- _Task brief_: Every entry in the data is to be written out exactly; no picture belongs in the copy.

- _Data supplied_:

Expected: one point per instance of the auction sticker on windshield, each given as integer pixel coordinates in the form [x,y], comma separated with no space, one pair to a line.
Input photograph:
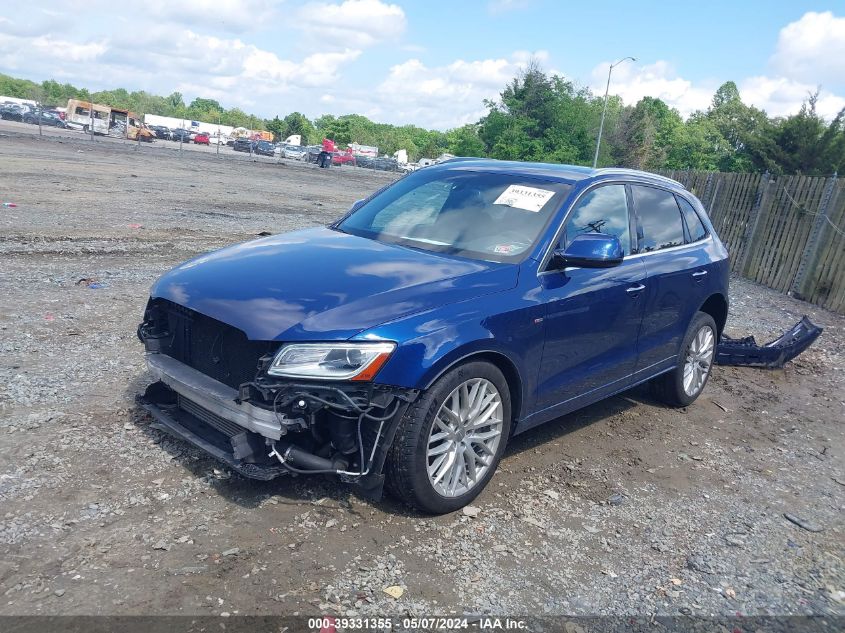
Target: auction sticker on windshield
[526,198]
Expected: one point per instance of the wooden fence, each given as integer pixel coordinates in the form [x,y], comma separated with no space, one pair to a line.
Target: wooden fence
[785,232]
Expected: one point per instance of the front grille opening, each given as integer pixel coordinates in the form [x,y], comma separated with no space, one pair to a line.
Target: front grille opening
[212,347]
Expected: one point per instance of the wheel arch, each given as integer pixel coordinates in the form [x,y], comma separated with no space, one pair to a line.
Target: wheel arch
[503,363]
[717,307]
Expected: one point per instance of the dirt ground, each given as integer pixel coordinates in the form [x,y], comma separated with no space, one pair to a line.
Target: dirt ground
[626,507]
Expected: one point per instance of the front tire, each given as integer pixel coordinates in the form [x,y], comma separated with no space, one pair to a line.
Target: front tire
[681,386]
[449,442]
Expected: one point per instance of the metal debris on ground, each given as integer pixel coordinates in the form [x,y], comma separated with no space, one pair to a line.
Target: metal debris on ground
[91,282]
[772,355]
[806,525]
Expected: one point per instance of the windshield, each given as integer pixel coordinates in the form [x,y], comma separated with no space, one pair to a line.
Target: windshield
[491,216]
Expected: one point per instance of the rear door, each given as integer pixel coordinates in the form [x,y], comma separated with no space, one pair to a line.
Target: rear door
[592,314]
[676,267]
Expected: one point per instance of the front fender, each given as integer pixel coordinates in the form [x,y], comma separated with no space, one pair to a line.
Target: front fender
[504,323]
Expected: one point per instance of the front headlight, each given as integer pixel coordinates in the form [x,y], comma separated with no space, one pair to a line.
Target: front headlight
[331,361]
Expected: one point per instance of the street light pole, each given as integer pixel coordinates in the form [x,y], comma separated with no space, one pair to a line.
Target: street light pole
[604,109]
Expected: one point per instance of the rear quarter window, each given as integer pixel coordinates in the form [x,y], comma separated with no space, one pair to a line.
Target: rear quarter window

- _Answer for the task_:
Expected: one point per instance of the auction sticker on windshield, each given as integer pixel coordinates in the form [x,y], comma separated with no space, one pair to a line.
Input photograph:
Target: auction sticker on windshield
[526,198]
Expected: one point per instance of the wooden fence, each given as integer pixel coordinates in the form [x,y], comma separated with no space, one pair to a line.
Target: wooden fence
[785,232]
Expected: one point per instance of the front grille opening, each given as integer pixel coordinates in the form [x,y], comma separated with no space, one pair to a line.
Target: front grille opening
[212,347]
Expected: one point per instance of the wheel arch, each given as integer pixel coordinates in the form [x,y], comma separated with no space, one pair to a line.
Target: wheel arch
[503,363]
[717,307]
Expected: one point per instance of the dirt ground, each given as integer pixel coordinates in the form [x,y], comma separated with no space, one pair to a line.
Target: dirt ground
[626,507]
Expected: one point per instance of the front tire, each given as integer pixel coordinates in the form [x,y], comma separated with no space, one pair to a line.
Target: front tire
[681,386]
[449,442]
Expected: one point per instance of the metal debris on ground, each given as integer pixel coordinates in the form [x,y], comma separated with no space, one pair to a line.
Target: metal debris on ground
[91,282]
[772,355]
[806,525]
Expected: one point per instance of the windshield, each given as integer pixel coordinates in the form [x,y], comma separated with no space, one pair to a line.
Target: windshield
[491,216]
Expected: one point per instance of the rear door, each given as integer pixel coordinates in the form [x,y], comma separated with no space, one pair to a line.
Target: rear door
[592,314]
[676,267]
Expected: one point per instance of the front fender, each given as integer pixel coordinates in the form [x,y], comma separated with no space, one pair to a line.
Target: front fender
[504,323]
Expected: one point per instance of the front headlight, each given as integer pixel coordinates in the form [x,y], comma separated with no space, one pair to a line.
Target: front headlight
[331,361]
Expected: one point per instance of the street light pole, each given as integer pixel coordinates in the form [x,y], comma separated with no space, one pair to a line.
Target: street light pole
[604,109]
Expected: one point per instance of the rear quarter window, each given as integer pixel coordinates in the form [x,y], comma separated with no space, one pair to a line.
Target: rear quarter window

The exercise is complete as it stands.